PROMPT: Please select every line in the records that contains the word "green" and copy each one out. Matching is case-sensitive.

ENTRIES SHOWN:
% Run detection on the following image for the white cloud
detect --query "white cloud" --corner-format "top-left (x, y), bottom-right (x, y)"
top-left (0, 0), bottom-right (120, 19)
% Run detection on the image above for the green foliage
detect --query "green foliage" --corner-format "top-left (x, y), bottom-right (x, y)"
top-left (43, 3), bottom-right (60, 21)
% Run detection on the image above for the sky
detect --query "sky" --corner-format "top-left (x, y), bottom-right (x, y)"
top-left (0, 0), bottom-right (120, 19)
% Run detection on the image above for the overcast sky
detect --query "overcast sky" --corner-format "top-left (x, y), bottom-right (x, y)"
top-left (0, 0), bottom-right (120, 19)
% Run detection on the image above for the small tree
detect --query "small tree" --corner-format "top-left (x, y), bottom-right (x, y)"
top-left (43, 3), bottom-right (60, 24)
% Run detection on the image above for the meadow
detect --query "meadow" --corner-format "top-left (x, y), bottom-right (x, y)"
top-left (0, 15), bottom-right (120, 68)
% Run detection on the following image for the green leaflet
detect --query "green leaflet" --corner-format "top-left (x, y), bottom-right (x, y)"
* * *
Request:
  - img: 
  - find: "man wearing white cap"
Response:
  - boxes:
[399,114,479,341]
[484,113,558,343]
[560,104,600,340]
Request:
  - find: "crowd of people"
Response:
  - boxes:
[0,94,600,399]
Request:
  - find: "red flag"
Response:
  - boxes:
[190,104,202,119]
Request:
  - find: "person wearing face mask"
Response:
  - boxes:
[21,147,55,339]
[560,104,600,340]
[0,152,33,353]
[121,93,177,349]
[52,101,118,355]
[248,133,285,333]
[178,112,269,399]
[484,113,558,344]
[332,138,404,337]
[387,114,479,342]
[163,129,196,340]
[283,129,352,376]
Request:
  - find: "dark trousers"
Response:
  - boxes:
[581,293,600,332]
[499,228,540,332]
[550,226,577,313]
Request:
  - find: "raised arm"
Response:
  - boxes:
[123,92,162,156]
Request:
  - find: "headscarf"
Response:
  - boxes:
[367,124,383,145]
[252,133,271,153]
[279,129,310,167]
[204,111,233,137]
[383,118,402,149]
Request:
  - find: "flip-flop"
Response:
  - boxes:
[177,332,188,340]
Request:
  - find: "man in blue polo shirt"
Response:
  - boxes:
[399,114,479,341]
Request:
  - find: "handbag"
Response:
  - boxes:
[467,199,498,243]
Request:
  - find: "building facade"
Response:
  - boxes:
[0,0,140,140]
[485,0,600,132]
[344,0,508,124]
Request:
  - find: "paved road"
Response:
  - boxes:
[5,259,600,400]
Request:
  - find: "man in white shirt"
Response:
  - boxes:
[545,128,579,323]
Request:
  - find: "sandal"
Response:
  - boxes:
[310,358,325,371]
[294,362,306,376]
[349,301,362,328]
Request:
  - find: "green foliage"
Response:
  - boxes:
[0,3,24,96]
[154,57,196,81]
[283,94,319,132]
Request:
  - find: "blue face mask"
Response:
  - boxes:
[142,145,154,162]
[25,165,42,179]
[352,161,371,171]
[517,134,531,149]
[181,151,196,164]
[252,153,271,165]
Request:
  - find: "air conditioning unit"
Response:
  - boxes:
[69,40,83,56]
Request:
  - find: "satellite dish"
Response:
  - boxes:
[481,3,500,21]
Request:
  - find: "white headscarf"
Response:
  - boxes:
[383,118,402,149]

SOLUTION TO THIS TASK:
% Run detection on the image above for the green foliage
detect --query "green foliage" --corner-format "top-left (x, y), bottom-right (x, y)"
% Run detection on the following image for the green leaflet
detect --query "green leaflet" --corner-format "top-left (x, y), bottom-right (x, y)"
  - find: "green foliage"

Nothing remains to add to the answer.